──────── DATA
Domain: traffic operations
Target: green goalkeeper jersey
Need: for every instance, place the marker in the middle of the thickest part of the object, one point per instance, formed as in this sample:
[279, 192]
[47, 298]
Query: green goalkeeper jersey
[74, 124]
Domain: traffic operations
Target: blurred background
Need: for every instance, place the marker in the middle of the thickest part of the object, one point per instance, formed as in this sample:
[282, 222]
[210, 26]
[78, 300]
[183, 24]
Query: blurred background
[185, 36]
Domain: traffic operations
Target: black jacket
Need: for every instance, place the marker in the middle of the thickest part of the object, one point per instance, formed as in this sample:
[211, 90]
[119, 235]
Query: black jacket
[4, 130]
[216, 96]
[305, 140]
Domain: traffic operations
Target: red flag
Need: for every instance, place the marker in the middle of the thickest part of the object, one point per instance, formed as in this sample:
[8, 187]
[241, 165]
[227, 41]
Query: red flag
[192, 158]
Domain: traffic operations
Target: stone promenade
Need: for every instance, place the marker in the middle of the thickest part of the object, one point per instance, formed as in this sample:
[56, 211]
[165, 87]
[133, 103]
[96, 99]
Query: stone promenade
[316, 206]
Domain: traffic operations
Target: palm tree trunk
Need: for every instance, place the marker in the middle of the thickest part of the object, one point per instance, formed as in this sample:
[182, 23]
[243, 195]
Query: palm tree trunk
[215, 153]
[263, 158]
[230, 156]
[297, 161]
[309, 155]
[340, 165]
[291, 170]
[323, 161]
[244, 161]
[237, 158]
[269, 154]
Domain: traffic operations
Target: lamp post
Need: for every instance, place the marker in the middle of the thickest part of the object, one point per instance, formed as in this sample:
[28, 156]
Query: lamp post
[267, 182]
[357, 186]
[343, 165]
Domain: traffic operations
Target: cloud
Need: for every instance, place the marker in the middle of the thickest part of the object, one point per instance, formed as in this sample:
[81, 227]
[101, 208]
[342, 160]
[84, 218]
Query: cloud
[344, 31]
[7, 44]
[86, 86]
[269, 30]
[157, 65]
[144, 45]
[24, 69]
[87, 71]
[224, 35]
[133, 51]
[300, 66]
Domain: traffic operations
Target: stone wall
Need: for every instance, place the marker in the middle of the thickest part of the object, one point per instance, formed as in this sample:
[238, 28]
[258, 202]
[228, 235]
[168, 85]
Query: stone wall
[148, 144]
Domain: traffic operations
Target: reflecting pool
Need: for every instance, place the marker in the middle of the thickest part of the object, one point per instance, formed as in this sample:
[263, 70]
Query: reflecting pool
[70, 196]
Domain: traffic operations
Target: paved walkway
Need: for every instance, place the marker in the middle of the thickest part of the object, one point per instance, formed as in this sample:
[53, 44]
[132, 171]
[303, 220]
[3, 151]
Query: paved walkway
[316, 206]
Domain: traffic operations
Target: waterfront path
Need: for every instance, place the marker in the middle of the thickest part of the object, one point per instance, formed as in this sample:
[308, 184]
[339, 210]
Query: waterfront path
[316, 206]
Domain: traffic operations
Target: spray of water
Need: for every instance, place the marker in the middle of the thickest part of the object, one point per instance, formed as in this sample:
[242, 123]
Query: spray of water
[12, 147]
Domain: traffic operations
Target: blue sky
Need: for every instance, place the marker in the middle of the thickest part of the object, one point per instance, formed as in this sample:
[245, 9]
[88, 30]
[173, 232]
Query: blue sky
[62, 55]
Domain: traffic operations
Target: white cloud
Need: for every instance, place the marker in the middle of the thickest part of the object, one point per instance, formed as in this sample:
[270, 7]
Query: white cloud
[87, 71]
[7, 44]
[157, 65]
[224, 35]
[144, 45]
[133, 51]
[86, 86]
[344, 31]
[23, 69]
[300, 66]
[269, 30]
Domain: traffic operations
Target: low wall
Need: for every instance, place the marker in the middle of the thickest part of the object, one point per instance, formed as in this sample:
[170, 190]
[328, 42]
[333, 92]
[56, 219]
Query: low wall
────────────────
- **WHAT THE TASK ASKS**
Which lines belong in the answer? Exactly those from the first line of the entries through the line holding "Target: black jacket", inclusive, copied unchanged.

- **THE ANSWER**
Domain: traffic operations
Target: green goalkeeper jersey
Need: for every instance, place the marker in the middle of the thickest part of the object, one point per instance, formed as in this sample:
[279, 192]
[47, 298]
Query: green goalkeeper jersey
[74, 124]
Domain: traffic operations
Target: blurred background
Need: for every instance, place the marker in the middle of the thickest part of the object, one point per instance, formed as in this sample:
[282, 222]
[210, 26]
[78, 300]
[183, 24]
Query: blurred background
[185, 36]
Domain: traffic operations
Target: black jacket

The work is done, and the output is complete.